## SUPPLIED MATERIAL

* * * *

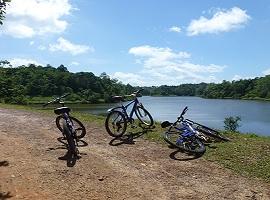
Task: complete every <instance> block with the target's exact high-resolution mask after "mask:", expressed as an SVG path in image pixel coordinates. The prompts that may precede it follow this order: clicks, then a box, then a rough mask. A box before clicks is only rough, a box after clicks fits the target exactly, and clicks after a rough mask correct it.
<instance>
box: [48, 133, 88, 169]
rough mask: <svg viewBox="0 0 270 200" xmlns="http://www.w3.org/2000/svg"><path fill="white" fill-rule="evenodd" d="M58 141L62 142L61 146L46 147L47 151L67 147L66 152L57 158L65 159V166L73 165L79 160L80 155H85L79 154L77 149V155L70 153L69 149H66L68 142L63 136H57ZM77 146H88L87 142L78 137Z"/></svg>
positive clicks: (84, 154)
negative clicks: (65, 153)
mask: <svg viewBox="0 0 270 200" xmlns="http://www.w3.org/2000/svg"><path fill="white" fill-rule="evenodd" d="M57 140H58V142H60V143H61V144H62V146H60V147H53V148H48V149H47V151H53V150H57V149H67V152H66V154H65V155H64V156H60V157H58V159H59V160H66V161H67V166H68V167H74V166H75V164H76V162H77V160H79V159H80V158H81V155H86V154H85V153H83V154H80V153H79V150H78V152H77V155H76V154H74V153H72V152H71V151H69V149H68V143H67V140H66V138H65V137H59V138H57ZM77 144H78V145H77V147H86V146H88V143H87V142H85V141H84V140H82V139H79V140H78V141H77Z"/></svg>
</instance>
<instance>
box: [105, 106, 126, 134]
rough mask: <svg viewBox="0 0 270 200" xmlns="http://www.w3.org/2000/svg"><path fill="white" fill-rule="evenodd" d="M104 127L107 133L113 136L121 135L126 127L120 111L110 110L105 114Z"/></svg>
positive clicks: (122, 133) (123, 117)
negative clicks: (105, 127)
mask: <svg viewBox="0 0 270 200" xmlns="http://www.w3.org/2000/svg"><path fill="white" fill-rule="evenodd" d="M105 127H106V130H107V132H108V133H109V135H111V136H113V137H120V136H122V135H123V134H124V133H125V131H126V129H127V121H126V119H125V116H124V114H123V113H122V112H120V111H116V110H115V111H112V112H110V113H109V114H108V115H107V118H106V121H105Z"/></svg>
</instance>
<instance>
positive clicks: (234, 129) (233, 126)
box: [224, 116, 241, 132]
mask: <svg viewBox="0 0 270 200" xmlns="http://www.w3.org/2000/svg"><path fill="white" fill-rule="evenodd" d="M239 121H241V118H240V117H238V116H237V117H232V116H231V117H226V118H225V120H224V124H225V125H224V128H225V130H226V131H233V132H235V131H236V130H237V128H239V126H240V125H239Z"/></svg>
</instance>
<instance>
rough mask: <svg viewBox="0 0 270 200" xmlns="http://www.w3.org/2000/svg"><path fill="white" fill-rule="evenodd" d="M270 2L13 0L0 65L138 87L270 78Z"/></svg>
mask: <svg viewBox="0 0 270 200" xmlns="http://www.w3.org/2000/svg"><path fill="white" fill-rule="evenodd" d="M269 54H270V1H269V0H259V1H255V0H249V1H244V0H239V1H236V0H234V1H233V0H226V1H220V0H200V1H198V0H189V1H186V0H158V1H157V0H12V2H11V3H10V5H9V6H8V7H7V14H6V19H5V20H4V25H2V26H0V60H8V61H10V63H11V64H12V66H13V67H17V66H20V65H26V66H27V65H28V64H29V63H34V64H38V65H42V66H46V65H47V64H50V65H51V66H54V67H58V66H59V65H61V64H63V65H65V66H66V67H67V69H68V70H69V71H70V72H81V71H83V72H93V73H94V74H95V75H96V76H99V75H100V74H101V73H102V72H106V73H107V74H108V75H109V76H110V77H111V78H116V79H118V80H119V81H121V82H123V83H125V84H127V83H129V84H131V85H133V86H159V85H179V84H183V83H200V82H206V83H210V82H214V83H219V82H222V81H223V80H228V81H233V80H239V79H248V78H255V77H261V76H265V75H268V74H270V59H269V58H270V55H269Z"/></svg>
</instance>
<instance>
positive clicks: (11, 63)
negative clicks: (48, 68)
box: [9, 58, 42, 67]
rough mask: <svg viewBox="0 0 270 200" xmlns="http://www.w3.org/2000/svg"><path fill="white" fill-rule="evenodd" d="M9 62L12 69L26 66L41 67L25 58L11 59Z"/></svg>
mask: <svg viewBox="0 0 270 200" xmlns="http://www.w3.org/2000/svg"><path fill="white" fill-rule="evenodd" d="M9 62H10V64H11V65H12V67H18V66H22V65H25V66H28V65H29V64H35V65H42V64H41V63H39V62H38V61H36V60H33V59H26V58H12V59H9Z"/></svg>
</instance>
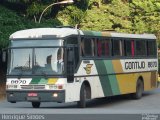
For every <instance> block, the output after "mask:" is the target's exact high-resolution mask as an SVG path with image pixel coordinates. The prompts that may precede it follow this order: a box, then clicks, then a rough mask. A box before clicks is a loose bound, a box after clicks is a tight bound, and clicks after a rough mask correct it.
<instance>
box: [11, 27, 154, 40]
mask: <svg viewBox="0 0 160 120" xmlns="http://www.w3.org/2000/svg"><path fill="white" fill-rule="evenodd" d="M78 31H79V33H80V35H84V36H108V37H119V38H141V39H156V36H155V35H154V34H127V33H116V32H96V31H81V30H77V29H75V28H34V29H27V30H20V31H17V32H15V33H13V34H12V35H11V36H10V39H27V38H29V39H35V38H53V37H58V38H61V37H66V36H69V35H78Z"/></svg>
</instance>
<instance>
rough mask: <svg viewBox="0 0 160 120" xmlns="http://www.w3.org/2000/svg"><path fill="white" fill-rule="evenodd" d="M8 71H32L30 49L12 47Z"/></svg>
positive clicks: (17, 71)
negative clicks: (13, 49)
mask: <svg viewBox="0 0 160 120" xmlns="http://www.w3.org/2000/svg"><path fill="white" fill-rule="evenodd" d="M11 54H12V57H11V66H10V68H11V69H10V71H9V72H10V73H11V74H13V75H16V74H26V75H29V74H31V73H32V50H31V49H14V50H11Z"/></svg>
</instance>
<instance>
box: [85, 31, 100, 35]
mask: <svg viewBox="0 0 160 120" xmlns="http://www.w3.org/2000/svg"><path fill="white" fill-rule="evenodd" d="M83 34H84V35H89V36H102V33H101V32H96V31H83Z"/></svg>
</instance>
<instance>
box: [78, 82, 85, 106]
mask: <svg viewBox="0 0 160 120" xmlns="http://www.w3.org/2000/svg"><path fill="white" fill-rule="evenodd" d="M86 99H87V89H86V86H85V84H83V85H82V87H81V91H80V101H78V102H77V105H78V107H79V108H85V107H86Z"/></svg>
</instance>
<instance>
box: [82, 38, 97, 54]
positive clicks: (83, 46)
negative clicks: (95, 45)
mask: <svg viewBox="0 0 160 120" xmlns="http://www.w3.org/2000/svg"><path fill="white" fill-rule="evenodd" d="M81 54H82V56H95V42H94V39H92V38H84V39H82V40H81Z"/></svg>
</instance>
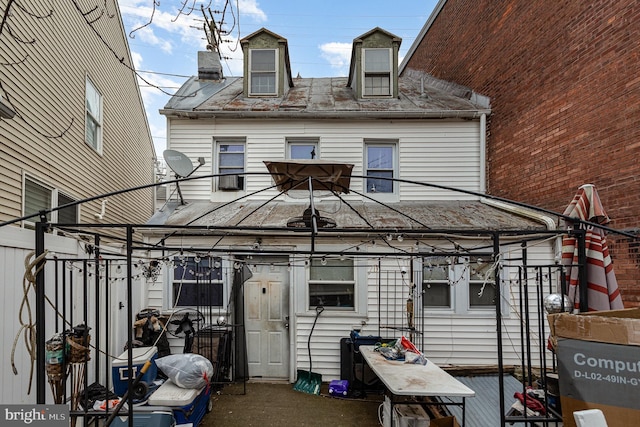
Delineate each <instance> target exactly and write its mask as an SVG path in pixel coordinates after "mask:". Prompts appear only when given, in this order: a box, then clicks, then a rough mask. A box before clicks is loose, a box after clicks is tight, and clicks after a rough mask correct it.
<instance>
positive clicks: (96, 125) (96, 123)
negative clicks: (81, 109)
mask: <svg viewBox="0 0 640 427" xmlns="http://www.w3.org/2000/svg"><path fill="white" fill-rule="evenodd" d="M84 139H85V142H86V143H87V144H88V145H89V146H90V147H92V148H93V149H94V150H96V151H97V152H98V153H102V95H101V94H100V92H99V91H98V89H96V87H95V86H94V84H93V82H92V81H91V80H90V79H89V77H87V79H86V92H85V137H84Z"/></svg>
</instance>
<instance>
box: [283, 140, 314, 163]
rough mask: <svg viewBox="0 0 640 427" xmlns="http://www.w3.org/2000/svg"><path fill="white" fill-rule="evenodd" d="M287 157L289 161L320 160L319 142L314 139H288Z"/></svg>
mask: <svg viewBox="0 0 640 427" xmlns="http://www.w3.org/2000/svg"><path fill="white" fill-rule="evenodd" d="M287 157H288V158H289V159H305V160H309V159H318V158H320V153H318V141H317V140H312V139H287Z"/></svg>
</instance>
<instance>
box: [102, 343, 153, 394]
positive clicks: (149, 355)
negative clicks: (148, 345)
mask: <svg viewBox="0 0 640 427" xmlns="http://www.w3.org/2000/svg"><path fill="white" fill-rule="evenodd" d="M132 353H133V354H132V357H133V364H132V370H133V379H135V378H136V377H137V376H138V372H139V371H140V369H142V366H143V365H144V364H145V363H146V362H147V360H149V359H151V361H152V363H151V366H149V369H147V372H145V374H144V375H143V376H142V378H141V379H140V381H141V382H144V383H146V385H151V383H153V382H154V381H155V379H156V376H157V375H158V367H157V366H156V364H155V360H156V359H157V358H158V347H136V348H133V349H132ZM128 362H129V353H128V352H127V351H125V352H124V353H122V354H121V355H120V356H118V357H117V358H116V359H113V361H112V362H111V375H112V376H113V392H114V393H115V394H117V395H118V396H124V394H125V393H126V392H127V389H128V387H129V363H128Z"/></svg>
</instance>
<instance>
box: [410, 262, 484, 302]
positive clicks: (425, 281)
mask: <svg viewBox="0 0 640 427" xmlns="http://www.w3.org/2000/svg"><path fill="white" fill-rule="evenodd" d="M494 267H495V266H494V264H493V263H492V262H487V261H484V260H483V259H482V258H480V257H476V256H471V257H455V258H453V257H436V256H434V257H425V258H423V259H422V306H423V307H424V308H427V309H433V308H449V309H453V310H455V311H456V312H457V313H467V312H476V313H477V312H478V309H490V308H493V307H495V304H496V295H497V292H496V282H495V276H494V274H495V270H494Z"/></svg>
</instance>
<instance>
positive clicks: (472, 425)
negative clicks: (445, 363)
mask: <svg viewBox="0 0 640 427" xmlns="http://www.w3.org/2000/svg"><path fill="white" fill-rule="evenodd" d="M456 379H457V380H458V381H460V382H461V383H463V384H464V385H466V386H467V387H469V388H470V389H471V390H473V391H475V392H476V395H475V396H474V397H470V398H468V399H467V400H466V409H465V426H467V427H489V426H499V425H500V387H499V383H498V381H499V380H500V377H499V376H498V375H477V376H460V377H456ZM522 389H523V388H522V383H521V382H520V381H518V380H517V379H515V378H514V377H512V376H511V375H505V376H504V405H505V408H506V409H507V411H508V410H509V408H510V407H511V405H512V404H513V402H514V401H515V398H514V397H513V394H514V393H515V392H522ZM449 411H450V412H451V414H452V415H455V416H456V418H457V419H458V420H462V408H460V407H458V406H450V407H449Z"/></svg>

* * * *

## TASK DIRECTIONS
Print the data from its start through the line containing "positive clicks: (84, 154)", both included, and leave the pictures out.

## SOLUTION TO THIS EXERCISE
Task: complete every <instance> block with the target's exact high-resolution mask after "mask:", expressed as an SVG path in image pixel coordinates. The prompts that may precede it follow this order: clicks, then a box, then a rough mask. A box before clicks is only rough, a box after clicks fits the target exactly, and clicks after a rough mask correct it.
<instance>
box: [48, 133, 88, 169]
rough mask: <svg viewBox="0 0 270 200" xmlns="http://www.w3.org/2000/svg"><path fill="white" fill-rule="evenodd" d="M58 141L62 142L61 146L46 147L47 151L67 147L66 152L57 158L65 159V166L73 165L79 160L80 155H85L79 154L77 149V155L70 153L69 149H66L68 142L63 136H57ZM77 146H88L87 142L78 137Z"/></svg>
positive clicks: (84, 154)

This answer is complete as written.